Extract:

--------

Friday, February 6, 2015

International Criminal Court (ICC) and Uganda; who should try Dominic Ongwen?


January 10, 2015

Last week, news emerged that one of LRA’s top leaders, Dominic Ogwen, who was indicted and is wanted by the International Criminal Court (ICC) for crimes against humanity and war crimes, was captured by Seleka rebels in Central Africa Republic and handed over to US Forces. There were news reports that US Forces would transfer him to Uganda, who have expressed interest in trying him at home. Ongwen’s capture has reignited the debate on International Criminal Justice of the ICC versus Domestic Justice. The questions being asked are: Should Ongwen be tried in Uganda? What compromise can be drawn between the ICC and Uganda Court system that meets both domestic and international demands for justice? Does Uganda’s International Crimes Division (ICD) of the High Court have the necessary capacity to try Dominic Ongwen or other Lord’s Resistance Army (LRA) rebel commanders with fairness and due process? To put this debate into context, it is important to understand what the ICC is and how it works, the LRA situation, and the Uganda justice system.

The International Criminal Court
The International Criminal Court (ICC) “is an independent, permanent court that tries persons accused of the most serious crimes of international concern, namely genocide, crimes against humanity and war crimes”. It is governed by the Rome Statute – a result of a diplomatic conference that took place in Rome on 17 July 1998. Since it became into force on 1st July 2002, 123 States have as of January 6 2015 become party to the Statute. The ICC works independently but relies on the cooperation of State parties. State parties are obliged to cooperate in “arresting persons wanted by the ICC, providing evidence for use in proceedings, relocating witnesses, and enforcing sentences of convicted persons”. Uganda is a State party to the ICC and has been very active in promoting works of the Court, including hosting a Review Conference of the Rome Statute in 2010 in Kampala.

Dominic Ongwen, the LRA situation, and ICC indictment
In December of 2003, President Museveni made the first so called “self-referral” of the crimes committed by the LRA in Uganda to the ICC, seeking international support for the arrest and prosecution of LRA’s top leaders. This came after just one and half years that the Rome Statute entered in force. Subsequently, ICC conducted preliminary investigation and arrest warrants were issued for 5 top commanders; Joseph Kony, Vincent Otti, Okot Odhiambo, Dominic Ongwen, and Raska Lukwiya. With exception of Dominic Ongwen, the four commanders are still at large.

--------

Recorded data:
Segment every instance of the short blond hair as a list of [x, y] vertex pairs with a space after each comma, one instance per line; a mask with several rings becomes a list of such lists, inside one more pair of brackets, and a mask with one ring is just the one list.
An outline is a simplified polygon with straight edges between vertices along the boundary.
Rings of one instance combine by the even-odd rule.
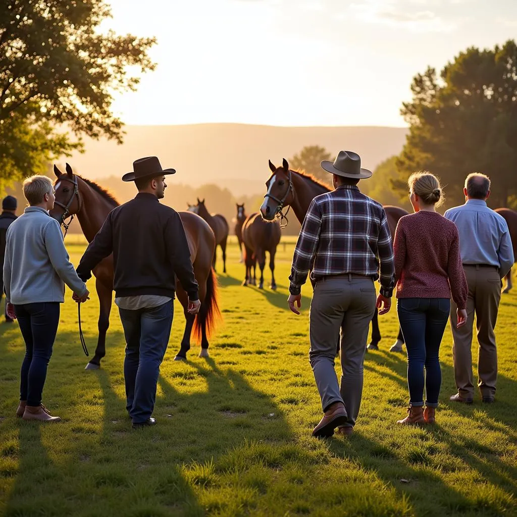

--------

Please carry on the article about who should try Dominic Ongwen, starting right after its final sentence.

The indictment of Dominic Ogwen contained 7 counts of criminal responsibility; three counts of crimes against humanity (inhuman acts according to the statute includes of; inflicting serious bodily injury and suffering), and four counts of war crimes (murder, cruel treatment of civilians, intentionally directing attack against civilian population, and pillaging).

Juba peace talks (2006 – 2008) and establishment of the War Crimes Division of the High Court
The Government of Uganda – LRA peace talks at some point was so successful and many had hoped would bring peace to the region. In fact, some LRA negotiators argued that ICC arrest warrants were the main obstacle to the signing of the peace agreement. This forced the Government of Uganda and other mediators to explore other possibilities including trying the indicted leaders at home and which would make the trial in the ICC inadmissible under Article 17 of the Rome Statute. As a result, the signing of the protocol on accountability and reconciliation gave birth to the establishment of the War Crimes Division (WCD) of the High Court. The High Court has since replaced the WCD with International Crimes Division (ICD) “to try war crimes and crimes against humanity including commanders of the LRA and other rebel groups”. Other crimes considered in the ICD includes genocide, terrorism, human trafficking, and piracy and other international crimes.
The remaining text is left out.